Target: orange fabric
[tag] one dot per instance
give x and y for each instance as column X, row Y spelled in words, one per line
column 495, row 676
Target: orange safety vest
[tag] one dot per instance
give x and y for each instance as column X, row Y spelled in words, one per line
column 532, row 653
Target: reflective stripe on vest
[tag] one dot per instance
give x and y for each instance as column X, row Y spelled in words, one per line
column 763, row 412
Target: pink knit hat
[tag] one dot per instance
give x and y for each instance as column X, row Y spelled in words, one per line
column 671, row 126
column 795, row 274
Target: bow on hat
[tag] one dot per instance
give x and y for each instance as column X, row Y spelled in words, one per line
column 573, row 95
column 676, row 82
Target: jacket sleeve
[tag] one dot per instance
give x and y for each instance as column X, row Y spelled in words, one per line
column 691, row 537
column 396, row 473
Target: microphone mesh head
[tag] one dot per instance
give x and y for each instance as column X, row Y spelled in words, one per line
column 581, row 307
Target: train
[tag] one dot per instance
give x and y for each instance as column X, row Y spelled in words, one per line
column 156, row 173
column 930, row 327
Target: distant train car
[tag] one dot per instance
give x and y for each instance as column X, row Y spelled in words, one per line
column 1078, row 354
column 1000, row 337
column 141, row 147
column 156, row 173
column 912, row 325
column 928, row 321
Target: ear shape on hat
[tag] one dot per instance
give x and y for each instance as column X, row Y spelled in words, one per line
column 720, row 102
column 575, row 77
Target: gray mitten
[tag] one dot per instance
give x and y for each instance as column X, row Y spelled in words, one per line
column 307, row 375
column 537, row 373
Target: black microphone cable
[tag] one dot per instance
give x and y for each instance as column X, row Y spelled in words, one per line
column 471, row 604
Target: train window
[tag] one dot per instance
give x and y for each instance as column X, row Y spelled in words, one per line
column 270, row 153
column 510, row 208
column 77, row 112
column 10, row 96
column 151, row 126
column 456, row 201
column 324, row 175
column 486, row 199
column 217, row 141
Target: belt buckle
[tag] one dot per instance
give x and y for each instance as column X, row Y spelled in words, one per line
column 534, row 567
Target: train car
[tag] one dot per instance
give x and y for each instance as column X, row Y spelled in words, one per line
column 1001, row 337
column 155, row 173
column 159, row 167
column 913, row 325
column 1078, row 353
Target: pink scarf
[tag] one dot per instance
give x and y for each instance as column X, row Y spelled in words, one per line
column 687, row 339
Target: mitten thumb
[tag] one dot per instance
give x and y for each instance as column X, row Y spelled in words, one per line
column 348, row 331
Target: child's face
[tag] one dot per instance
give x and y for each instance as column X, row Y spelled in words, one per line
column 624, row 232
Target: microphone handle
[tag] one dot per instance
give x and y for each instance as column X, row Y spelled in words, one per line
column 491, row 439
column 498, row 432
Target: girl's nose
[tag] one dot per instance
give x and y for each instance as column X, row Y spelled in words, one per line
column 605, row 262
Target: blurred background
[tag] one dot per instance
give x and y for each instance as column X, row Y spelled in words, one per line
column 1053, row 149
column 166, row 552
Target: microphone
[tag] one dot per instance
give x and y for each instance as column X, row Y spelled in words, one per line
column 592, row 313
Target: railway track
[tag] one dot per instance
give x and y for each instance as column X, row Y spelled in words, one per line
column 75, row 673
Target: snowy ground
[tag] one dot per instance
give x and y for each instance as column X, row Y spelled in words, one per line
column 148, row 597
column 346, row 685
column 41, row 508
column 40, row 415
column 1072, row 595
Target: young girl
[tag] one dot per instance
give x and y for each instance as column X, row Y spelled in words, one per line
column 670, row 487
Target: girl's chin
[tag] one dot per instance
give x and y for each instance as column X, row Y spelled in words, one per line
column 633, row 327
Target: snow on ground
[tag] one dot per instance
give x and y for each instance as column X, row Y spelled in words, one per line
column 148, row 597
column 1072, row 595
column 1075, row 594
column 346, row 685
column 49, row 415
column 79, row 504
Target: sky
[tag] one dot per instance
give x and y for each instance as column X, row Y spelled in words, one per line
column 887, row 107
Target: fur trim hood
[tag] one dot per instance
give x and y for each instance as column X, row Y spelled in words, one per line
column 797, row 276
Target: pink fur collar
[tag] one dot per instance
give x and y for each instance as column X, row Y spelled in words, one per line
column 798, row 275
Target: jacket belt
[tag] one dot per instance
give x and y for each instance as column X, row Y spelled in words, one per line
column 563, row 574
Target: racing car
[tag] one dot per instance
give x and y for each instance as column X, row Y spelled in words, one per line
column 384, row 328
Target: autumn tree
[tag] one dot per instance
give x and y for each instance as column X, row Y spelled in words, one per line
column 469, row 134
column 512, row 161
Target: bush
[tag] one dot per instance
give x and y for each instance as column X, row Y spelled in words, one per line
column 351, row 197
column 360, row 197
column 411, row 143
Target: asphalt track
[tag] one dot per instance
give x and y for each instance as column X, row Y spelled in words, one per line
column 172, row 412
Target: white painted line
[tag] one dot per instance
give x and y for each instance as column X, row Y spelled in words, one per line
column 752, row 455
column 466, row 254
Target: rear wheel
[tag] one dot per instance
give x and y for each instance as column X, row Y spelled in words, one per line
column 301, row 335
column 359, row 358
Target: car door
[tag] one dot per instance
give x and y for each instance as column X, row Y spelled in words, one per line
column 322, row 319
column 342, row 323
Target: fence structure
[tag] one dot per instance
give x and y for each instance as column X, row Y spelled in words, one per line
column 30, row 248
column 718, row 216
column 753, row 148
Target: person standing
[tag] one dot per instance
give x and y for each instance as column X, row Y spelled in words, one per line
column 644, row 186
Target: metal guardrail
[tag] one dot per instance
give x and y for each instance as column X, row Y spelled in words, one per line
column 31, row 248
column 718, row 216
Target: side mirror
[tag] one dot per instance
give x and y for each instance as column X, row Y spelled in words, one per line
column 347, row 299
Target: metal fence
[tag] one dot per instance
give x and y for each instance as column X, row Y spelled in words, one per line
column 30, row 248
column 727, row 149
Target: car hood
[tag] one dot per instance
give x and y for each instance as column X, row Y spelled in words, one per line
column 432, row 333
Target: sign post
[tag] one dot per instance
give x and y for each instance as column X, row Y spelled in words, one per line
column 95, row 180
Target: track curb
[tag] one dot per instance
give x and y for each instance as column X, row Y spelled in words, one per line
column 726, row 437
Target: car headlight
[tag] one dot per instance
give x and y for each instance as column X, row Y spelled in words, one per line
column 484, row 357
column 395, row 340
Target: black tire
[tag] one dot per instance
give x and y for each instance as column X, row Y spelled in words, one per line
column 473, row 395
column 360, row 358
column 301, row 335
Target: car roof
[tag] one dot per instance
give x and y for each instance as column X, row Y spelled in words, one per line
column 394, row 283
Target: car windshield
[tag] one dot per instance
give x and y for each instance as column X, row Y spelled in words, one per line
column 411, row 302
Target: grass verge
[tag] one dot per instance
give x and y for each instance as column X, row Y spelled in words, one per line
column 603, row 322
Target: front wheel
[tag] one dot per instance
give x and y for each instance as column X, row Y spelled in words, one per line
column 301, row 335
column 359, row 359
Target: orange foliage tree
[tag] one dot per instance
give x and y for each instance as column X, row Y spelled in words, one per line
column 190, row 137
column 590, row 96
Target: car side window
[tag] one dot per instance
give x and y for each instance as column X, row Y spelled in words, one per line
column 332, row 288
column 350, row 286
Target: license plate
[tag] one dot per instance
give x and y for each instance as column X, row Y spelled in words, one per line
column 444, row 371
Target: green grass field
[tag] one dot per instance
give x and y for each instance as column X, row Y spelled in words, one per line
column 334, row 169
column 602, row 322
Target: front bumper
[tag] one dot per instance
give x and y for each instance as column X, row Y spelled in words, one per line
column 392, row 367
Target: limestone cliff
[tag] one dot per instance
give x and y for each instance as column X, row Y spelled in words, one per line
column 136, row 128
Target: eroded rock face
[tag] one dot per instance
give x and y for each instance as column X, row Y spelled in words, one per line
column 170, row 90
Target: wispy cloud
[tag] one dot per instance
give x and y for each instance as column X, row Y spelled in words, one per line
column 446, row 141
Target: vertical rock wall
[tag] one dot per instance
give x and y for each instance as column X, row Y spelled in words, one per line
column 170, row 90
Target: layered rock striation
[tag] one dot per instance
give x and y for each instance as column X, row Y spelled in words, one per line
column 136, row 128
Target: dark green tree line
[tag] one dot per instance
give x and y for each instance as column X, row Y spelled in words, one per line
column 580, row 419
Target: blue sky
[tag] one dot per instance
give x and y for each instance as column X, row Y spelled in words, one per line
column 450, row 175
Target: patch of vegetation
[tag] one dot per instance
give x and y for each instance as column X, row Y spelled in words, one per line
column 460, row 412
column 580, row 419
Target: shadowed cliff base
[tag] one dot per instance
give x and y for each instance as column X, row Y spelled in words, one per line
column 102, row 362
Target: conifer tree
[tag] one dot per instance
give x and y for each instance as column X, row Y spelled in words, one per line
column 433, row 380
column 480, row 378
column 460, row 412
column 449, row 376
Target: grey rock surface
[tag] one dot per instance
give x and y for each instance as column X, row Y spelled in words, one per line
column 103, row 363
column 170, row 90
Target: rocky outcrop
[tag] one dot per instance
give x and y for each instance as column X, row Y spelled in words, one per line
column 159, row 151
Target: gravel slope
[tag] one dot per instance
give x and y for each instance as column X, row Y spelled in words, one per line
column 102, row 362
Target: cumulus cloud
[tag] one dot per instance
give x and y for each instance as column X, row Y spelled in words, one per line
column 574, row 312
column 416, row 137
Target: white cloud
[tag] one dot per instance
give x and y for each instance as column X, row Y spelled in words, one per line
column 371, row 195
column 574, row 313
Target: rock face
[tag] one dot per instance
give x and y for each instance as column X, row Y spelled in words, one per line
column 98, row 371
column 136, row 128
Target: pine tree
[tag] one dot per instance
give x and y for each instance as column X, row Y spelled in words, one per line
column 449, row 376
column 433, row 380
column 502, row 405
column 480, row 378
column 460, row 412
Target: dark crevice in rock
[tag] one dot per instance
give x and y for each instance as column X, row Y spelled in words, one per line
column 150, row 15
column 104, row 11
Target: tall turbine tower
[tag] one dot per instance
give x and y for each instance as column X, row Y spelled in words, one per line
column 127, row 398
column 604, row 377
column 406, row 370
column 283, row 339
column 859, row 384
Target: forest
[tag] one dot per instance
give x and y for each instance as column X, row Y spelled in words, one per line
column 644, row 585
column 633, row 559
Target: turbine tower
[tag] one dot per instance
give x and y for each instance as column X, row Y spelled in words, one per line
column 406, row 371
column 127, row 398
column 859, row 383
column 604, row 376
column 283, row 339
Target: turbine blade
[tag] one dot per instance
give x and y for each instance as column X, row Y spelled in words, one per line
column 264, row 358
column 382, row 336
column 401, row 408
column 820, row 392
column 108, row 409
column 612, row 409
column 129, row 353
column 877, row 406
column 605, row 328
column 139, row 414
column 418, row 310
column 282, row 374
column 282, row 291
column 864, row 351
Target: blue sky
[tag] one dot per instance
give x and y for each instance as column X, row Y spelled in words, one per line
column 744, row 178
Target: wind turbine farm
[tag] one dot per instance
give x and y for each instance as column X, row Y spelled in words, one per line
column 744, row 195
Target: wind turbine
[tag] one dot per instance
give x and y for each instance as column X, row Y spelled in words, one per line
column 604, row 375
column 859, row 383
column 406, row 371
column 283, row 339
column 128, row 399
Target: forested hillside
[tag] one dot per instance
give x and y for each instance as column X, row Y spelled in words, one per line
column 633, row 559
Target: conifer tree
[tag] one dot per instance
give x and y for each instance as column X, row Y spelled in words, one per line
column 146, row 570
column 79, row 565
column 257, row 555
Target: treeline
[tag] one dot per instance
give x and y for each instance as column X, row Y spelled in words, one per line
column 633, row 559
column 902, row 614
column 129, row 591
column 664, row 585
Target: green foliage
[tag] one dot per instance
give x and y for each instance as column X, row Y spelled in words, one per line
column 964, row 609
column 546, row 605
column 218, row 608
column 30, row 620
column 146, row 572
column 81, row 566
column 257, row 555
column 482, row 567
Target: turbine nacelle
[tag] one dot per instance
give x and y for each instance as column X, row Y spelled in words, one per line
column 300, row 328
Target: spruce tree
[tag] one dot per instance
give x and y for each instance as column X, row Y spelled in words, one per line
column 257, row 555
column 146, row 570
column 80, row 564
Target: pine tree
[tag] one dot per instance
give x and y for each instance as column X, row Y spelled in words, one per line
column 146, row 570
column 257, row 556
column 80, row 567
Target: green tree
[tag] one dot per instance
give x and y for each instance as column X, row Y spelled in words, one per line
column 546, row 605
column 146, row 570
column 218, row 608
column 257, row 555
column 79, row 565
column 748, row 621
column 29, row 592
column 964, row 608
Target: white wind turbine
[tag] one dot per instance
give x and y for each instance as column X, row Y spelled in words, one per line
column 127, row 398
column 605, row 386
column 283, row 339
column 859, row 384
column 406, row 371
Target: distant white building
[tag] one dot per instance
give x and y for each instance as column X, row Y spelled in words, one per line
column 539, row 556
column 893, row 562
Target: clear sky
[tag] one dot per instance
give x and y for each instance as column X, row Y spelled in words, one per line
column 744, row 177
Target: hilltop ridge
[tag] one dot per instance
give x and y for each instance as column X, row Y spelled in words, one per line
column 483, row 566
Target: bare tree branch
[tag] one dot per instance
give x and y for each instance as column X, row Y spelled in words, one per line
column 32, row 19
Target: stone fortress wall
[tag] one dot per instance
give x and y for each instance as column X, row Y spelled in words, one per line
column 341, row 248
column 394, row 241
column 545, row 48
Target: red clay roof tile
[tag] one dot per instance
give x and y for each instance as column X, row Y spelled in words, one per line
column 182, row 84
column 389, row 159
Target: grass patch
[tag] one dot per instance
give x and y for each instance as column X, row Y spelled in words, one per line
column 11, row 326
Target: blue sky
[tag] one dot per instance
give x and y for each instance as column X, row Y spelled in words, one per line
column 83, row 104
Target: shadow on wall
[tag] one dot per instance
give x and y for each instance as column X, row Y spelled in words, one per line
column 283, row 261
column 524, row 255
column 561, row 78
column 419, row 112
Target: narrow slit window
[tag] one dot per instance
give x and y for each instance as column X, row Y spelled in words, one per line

====================

* _WORK TASK_:
Find every line in the records above that contains the word "distant", and copy each one.

* _EXPECTED OUTPUT_:
Target: distant train car
Target: distant white building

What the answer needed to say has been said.